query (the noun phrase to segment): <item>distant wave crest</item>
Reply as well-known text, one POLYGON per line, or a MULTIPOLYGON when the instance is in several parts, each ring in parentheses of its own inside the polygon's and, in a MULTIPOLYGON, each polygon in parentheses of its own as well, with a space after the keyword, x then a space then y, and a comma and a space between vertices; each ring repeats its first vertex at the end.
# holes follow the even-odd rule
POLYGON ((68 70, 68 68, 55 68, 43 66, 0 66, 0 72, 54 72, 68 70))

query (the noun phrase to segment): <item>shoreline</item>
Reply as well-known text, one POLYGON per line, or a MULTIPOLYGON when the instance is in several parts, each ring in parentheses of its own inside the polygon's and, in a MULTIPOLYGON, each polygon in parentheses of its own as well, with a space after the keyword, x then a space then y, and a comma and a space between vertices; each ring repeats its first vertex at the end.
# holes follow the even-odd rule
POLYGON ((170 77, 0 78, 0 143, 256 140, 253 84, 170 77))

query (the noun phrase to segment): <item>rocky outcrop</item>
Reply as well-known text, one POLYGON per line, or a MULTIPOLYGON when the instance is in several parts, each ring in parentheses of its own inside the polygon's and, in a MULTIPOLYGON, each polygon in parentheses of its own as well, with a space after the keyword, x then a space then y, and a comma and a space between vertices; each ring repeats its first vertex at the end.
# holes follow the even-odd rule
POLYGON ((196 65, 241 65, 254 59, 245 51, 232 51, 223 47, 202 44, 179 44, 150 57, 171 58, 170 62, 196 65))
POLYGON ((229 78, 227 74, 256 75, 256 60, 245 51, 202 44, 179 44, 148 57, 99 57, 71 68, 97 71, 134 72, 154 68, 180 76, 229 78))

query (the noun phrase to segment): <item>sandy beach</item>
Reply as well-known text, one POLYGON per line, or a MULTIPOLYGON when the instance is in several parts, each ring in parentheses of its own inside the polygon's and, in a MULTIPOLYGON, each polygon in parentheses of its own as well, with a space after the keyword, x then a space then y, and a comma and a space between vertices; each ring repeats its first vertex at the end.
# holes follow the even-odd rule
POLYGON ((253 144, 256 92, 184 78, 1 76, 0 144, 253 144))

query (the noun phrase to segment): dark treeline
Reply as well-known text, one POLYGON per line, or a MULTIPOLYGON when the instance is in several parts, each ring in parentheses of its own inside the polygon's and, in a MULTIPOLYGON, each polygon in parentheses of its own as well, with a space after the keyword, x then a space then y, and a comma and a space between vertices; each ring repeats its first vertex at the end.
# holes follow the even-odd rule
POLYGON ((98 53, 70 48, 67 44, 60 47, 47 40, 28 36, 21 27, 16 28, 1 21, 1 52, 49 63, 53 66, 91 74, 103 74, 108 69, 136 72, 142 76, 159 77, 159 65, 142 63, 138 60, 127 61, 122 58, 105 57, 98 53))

☆ ☆ ☆

• SET EXERCISE:
Rewrite the records above as a JSON list of strings, one string per line, with the blank lines left out.

• FULL OUTPUT:
[
  "query (the noun phrase to segment): <item>distant wave crest</item>",
  "Reply as well-known text, one POLYGON per line, or a MULTIPOLYGON when the instance is in several parts, each ring in parentheses of its own inside the polygon's and, in a MULTIPOLYGON, each polygon in parentheses of its own as well, with a space after the keyword, x then a space then y, and a comma and a space between vertices; each ring repeats its first vertex at the end.",
  "# holes follow the even-odd rule",
  "POLYGON ((68 70, 68 68, 55 68, 43 66, 0 66, 0 72, 54 72, 68 70))",
  "query (the noun phrase to segment): <item>shoreline</item>",
  "Reply as well-known text, one POLYGON per line, or a MULTIPOLYGON when the instance is in several parts, each ring in parentheses of its own inside the polygon's and, in a MULTIPOLYGON, each polygon in parentheses of its own as well, with a space after the keyword, x then a space then y, and a comma and a space between vertices; each ring repeats its first vertex at the end.",
  "# holes follow the even-odd rule",
  "POLYGON ((170 77, 0 78, 0 143, 256 140, 253 84, 170 77))",
  "query (the noun phrase to segment): <item>rocky outcrop</item>",
  "Reply as well-known text, one POLYGON per line, or a MULTIPOLYGON when the instance is in several parts, each ring in parentheses of its own inside the polygon's and, in a MULTIPOLYGON, each polygon in parentheses of its own as well, with a space after the keyword, x then a space then y, and a comma and a space between vertices; each ring repeats its first vertex at the end.",
  "# holes follow the even-odd rule",
  "POLYGON ((196 65, 241 65, 254 59, 245 51, 232 51, 223 47, 202 44, 179 44, 150 57, 171 58, 170 62, 196 65))",
  "POLYGON ((229 78, 227 74, 256 75, 256 60, 245 51, 202 44, 179 44, 148 57, 99 57, 71 68, 97 71, 134 72, 154 68, 180 76, 229 78))",
  "query (the noun phrase to segment): <item>sandy beach</item>",
  "Reply as well-known text, one POLYGON per line, or a MULTIPOLYGON when the instance is in several parts, each ring in parentheses of its own inside the polygon's and, in a MULTIPOLYGON, each polygon in parentheses of its own as well, with a space after the keyword, x then a space then y, and a comma and a space between vertices; each ring repeats its first vertex at the end.",
  "# holes follow the even-odd rule",
  "POLYGON ((253 144, 256 92, 184 78, 1 76, 0 144, 253 144))",
  "query (the noun phrase to segment): dark treeline",
  "Reply as well-known text, one POLYGON per line, or a MULTIPOLYGON when the instance is in several parts, each ring in parentheses of its own inside the polygon's and, in a MULTIPOLYGON, each polygon in parentheses of its own as well, with a space after the keyword, x then a space then y, and a comma and a space between vertices; each ring repeats its first vertex at the end.",
  "# holes follow the even-odd rule",
  "POLYGON ((98 53, 70 48, 67 44, 60 47, 47 40, 28 36, 21 27, 16 28, 1 21, 1 52, 49 63, 53 66, 91 74, 103 74, 108 69, 136 72, 142 76, 159 77, 159 65, 142 63, 138 60, 127 61, 122 58, 105 57, 98 53))"
]